==== MATERIAL FOR THIS EXERCISE ====

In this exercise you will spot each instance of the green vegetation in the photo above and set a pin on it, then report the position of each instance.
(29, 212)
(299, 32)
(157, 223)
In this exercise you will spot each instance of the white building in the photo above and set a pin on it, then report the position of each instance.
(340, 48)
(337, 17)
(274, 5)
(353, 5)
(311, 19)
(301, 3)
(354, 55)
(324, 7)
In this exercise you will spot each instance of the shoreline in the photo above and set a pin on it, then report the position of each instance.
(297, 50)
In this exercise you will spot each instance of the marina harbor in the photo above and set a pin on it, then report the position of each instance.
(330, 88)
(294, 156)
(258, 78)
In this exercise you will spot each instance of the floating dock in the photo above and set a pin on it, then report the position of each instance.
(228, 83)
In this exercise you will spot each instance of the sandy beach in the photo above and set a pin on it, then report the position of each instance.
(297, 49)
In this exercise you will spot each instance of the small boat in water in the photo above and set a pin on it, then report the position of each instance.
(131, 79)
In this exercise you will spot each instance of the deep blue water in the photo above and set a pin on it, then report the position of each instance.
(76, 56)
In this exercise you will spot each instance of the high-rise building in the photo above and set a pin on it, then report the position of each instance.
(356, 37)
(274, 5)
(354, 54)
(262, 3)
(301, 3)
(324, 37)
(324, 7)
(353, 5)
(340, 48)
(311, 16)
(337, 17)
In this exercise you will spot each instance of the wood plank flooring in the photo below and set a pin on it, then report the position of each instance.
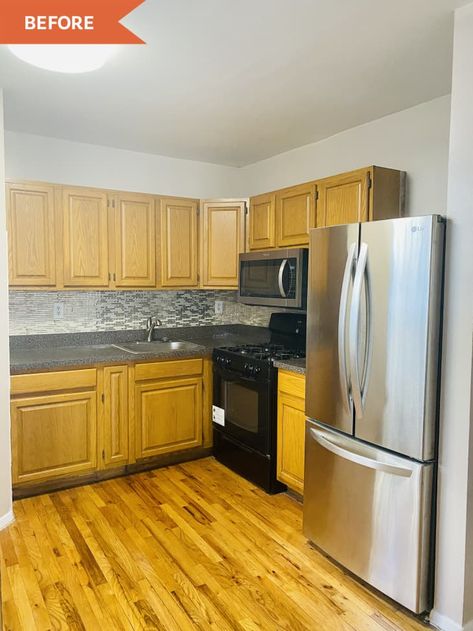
(191, 546)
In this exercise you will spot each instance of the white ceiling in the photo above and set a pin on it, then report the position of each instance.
(236, 81)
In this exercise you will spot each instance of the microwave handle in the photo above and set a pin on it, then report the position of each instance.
(280, 276)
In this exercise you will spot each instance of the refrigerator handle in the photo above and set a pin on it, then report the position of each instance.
(342, 317)
(356, 380)
(282, 267)
(347, 454)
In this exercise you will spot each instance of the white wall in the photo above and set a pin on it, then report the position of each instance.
(6, 514)
(65, 162)
(453, 607)
(414, 140)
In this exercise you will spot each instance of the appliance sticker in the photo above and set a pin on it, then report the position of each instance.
(218, 415)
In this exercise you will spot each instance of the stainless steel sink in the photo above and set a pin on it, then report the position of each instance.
(136, 348)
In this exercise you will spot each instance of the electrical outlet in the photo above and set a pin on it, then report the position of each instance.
(58, 311)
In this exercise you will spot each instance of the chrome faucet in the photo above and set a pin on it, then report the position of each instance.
(151, 324)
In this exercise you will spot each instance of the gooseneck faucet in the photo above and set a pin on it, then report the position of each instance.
(151, 324)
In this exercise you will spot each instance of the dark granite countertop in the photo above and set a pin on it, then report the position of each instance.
(294, 365)
(61, 351)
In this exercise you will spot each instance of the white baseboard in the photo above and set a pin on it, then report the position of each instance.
(446, 624)
(6, 519)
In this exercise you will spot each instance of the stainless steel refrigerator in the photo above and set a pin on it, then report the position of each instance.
(373, 346)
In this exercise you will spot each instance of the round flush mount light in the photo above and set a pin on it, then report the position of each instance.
(70, 58)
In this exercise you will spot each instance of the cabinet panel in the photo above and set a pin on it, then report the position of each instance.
(295, 215)
(168, 416)
(31, 235)
(179, 244)
(115, 417)
(223, 235)
(53, 435)
(85, 238)
(262, 223)
(135, 243)
(343, 198)
(291, 431)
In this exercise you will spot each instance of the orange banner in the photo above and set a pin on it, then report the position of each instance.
(66, 22)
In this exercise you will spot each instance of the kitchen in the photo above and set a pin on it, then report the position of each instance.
(165, 313)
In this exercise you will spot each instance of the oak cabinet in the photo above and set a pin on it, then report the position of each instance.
(361, 195)
(31, 235)
(115, 431)
(262, 222)
(179, 243)
(134, 240)
(295, 215)
(85, 238)
(291, 430)
(222, 240)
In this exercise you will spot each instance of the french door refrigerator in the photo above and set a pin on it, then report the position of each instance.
(374, 319)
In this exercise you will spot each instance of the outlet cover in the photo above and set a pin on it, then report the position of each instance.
(58, 311)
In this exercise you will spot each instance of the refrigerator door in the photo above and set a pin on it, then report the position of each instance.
(332, 260)
(371, 512)
(394, 334)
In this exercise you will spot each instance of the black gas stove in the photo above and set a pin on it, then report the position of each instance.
(245, 406)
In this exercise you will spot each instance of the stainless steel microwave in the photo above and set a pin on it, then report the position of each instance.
(274, 278)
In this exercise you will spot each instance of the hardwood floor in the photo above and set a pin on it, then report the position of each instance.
(191, 546)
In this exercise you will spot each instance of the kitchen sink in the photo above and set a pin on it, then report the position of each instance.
(136, 348)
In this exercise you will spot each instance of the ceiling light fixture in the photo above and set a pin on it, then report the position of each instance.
(70, 58)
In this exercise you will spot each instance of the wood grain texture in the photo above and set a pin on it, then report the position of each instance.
(222, 240)
(262, 223)
(85, 230)
(31, 235)
(291, 430)
(178, 231)
(187, 547)
(295, 214)
(135, 241)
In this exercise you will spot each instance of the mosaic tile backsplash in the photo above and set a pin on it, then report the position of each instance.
(32, 312)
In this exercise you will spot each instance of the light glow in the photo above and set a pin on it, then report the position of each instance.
(70, 58)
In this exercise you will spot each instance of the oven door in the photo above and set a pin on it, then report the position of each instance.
(242, 409)
(276, 278)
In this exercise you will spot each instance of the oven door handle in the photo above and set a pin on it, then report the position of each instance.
(282, 267)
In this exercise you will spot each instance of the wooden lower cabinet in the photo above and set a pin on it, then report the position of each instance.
(53, 435)
(291, 430)
(114, 426)
(73, 426)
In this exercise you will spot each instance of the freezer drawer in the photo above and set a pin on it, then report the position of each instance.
(370, 511)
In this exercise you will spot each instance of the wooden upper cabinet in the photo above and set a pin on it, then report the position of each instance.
(295, 214)
(179, 242)
(135, 241)
(31, 235)
(222, 240)
(361, 195)
(262, 223)
(85, 230)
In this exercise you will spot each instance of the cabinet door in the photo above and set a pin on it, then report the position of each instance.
(262, 225)
(291, 432)
(53, 435)
(168, 416)
(223, 238)
(31, 235)
(295, 215)
(135, 243)
(115, 416)
(179, 245)
(85, 238)
(343, 198)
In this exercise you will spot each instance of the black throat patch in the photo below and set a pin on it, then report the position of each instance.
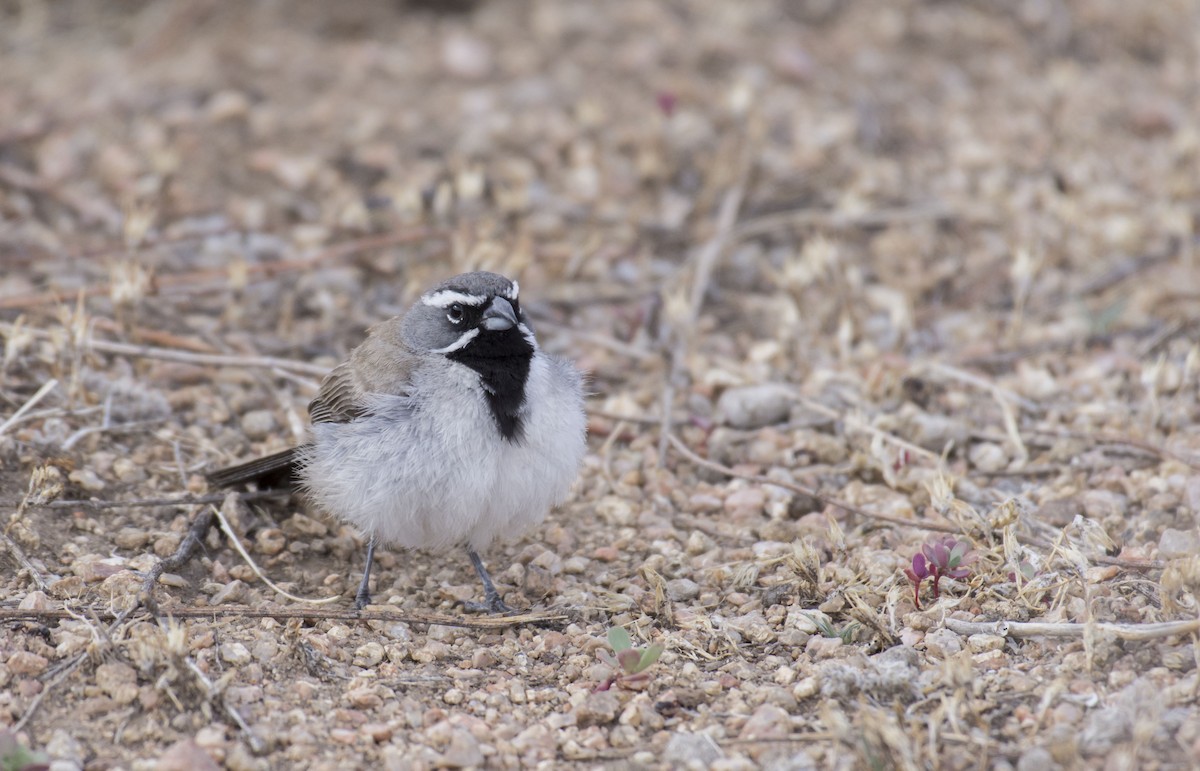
(502, 359)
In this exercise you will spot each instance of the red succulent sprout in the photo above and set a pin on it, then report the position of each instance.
(942, 557)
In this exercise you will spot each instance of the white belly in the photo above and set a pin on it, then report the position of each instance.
(441, 474)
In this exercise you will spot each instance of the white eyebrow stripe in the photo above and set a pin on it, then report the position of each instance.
(461, 342)
(445, 298)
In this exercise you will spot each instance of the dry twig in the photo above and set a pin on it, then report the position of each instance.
(307, 614)
(1137, 632)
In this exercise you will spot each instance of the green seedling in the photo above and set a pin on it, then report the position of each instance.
(628, 663)
(937, 559)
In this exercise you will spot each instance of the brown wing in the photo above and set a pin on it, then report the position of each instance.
(379, 365)
(340, 398)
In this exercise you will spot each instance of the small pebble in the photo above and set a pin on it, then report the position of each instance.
(597, 709)
(754, 406)
(682, 590)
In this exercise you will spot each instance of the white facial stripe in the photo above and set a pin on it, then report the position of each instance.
(445, 298)
(461, 342)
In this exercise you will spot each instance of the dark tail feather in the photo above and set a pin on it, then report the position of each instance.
(274, 471)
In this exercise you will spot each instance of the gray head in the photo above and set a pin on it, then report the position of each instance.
(475, 320)
(477, 312)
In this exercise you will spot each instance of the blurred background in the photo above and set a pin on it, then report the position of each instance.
(924, 256)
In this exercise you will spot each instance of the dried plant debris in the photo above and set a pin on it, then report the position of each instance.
(882, 304)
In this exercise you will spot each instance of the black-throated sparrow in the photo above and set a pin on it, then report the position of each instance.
(447, 426)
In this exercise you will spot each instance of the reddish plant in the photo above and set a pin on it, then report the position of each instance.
(943, 557)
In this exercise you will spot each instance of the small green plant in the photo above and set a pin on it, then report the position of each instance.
(628, 663)
(942, 557)
(828, 631)
(16, 757)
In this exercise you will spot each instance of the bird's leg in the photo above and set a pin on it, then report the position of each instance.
(492, 602)
(364, 597)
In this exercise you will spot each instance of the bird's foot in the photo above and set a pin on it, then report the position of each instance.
(491, 604)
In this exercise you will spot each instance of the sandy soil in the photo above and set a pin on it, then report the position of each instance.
(929, 267)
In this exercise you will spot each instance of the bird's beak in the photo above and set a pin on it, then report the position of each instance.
(498, 316)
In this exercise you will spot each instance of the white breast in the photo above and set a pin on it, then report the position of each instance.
(435, 472)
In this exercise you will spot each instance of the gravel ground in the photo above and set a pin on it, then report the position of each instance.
(850, 279)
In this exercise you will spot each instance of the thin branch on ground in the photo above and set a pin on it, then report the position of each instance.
(18, 554)
(94, 503)
(66, 668)
(47, 387)
(1115, 438)
(187, 547)
(232, 502)
(1137, 632)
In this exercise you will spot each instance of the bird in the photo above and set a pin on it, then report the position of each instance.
(448, 426)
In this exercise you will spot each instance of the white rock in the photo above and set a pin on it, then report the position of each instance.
(754, 406)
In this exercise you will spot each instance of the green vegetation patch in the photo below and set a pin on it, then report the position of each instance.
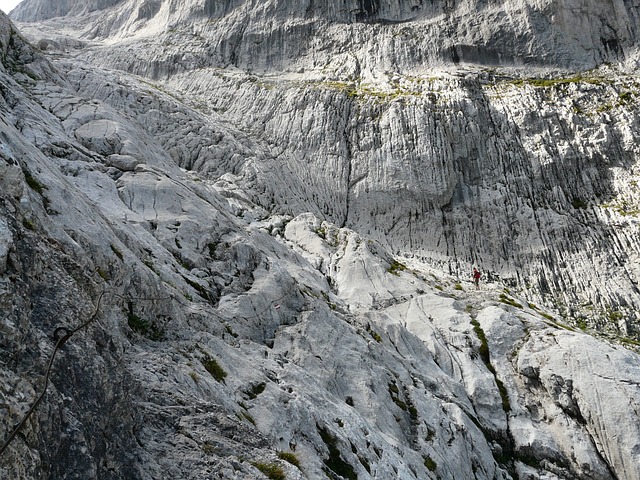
(509, 301)
(272, 471)
(430, 463)
(290, 458)
(212, 366)
(486, 358)
(34, 183)
(396, 267)
(144, 327)
(256, 390)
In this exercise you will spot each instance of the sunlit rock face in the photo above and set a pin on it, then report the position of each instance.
(268, 212)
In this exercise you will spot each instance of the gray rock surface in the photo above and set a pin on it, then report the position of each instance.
(278, 260)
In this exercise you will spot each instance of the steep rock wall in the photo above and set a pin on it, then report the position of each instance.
(228, 339)
(379, 35)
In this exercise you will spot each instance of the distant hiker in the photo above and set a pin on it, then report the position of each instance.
(476, 278)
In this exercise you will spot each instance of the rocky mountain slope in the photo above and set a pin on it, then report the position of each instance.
(260, 218)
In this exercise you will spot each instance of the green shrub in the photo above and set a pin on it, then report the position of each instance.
(430, 463)
(290, 458)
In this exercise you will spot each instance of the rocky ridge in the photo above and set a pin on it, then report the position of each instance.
(256, 308)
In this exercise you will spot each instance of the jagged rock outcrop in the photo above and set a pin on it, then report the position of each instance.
(275, 262)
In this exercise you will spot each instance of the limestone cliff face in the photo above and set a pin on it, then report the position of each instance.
(274, 263)
(379, 34)
(348, 117)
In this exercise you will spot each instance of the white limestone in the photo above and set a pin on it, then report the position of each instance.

====

### WORK INSTRUCTIONS
Please write out the material from the line containing "the bird in" to its final line, both inclusive, exactly as it appears; pictures are not part of the copy.

### EXPECTED OUTPUT
In this exercise you will spot each instance of the bird in the photo above and set a pin on it, then report the position of each instance.
(448, 426)
In this exercise you will spot each instance of the white rock in the photo above and set a pin on it, then report the position of each instance.
(754, 406)
In this exercise you will spot each instance of the green vegetation patch in the photo below and set a pin on it, then report the position of each instance.
(509, 301)
(272, 471)
(430, 463)
(290, 458)
(212, 366)
(486, 358)
(34, 183)
(396, 267)
(144, 327)
(256, 390)
In this exercise you will spot each instance of the sunlit rock face in the photo above and set a pin on it, then report the position of each instance.
(268, 212)
In this exercise you will spot each instance of the gray rock surface in the photo above and set a pin on it, then report the position of each instance.
(278, 260)
In this exercise you will spot each instance of the steep rock wall in the photo above and set a pin on it, then report the position of each instance.
(228, 339)
(379, 35)
In this exercise you will spot each instance of the distant hiker in the photo above and set a pin on it, then report the position of each instance.
(476, 278)
In this exercise you will spot each instance of the rocky mountain slope in the photo above and set a pin on it, then report the position of each instance.
(260, 218)
In this exercise you will spot each instance of the green shrub in the photo above and set a pin on it, then report the position of each instance.
(430, 463)
(290, 458)
In this exercise you will spot each instance of the rocky ridge in the photo above and set a pin on it, then report the position of each instance.
(256, 308)
In this exercise you will spot each instance of the jagged rock outcrop in the photo above and set a pin on it, then report the position of each instance.
(275, 262)
In this exercise you will spot each instance of the limestone cliff face in the photo above and set a pin on it, then report the position of each instance.
(274, 263)
(379, 34)
(348, 117)
In this exercise you will spot each instance of the white limestone in the photo above and set a pin on it, then report the position of each instance.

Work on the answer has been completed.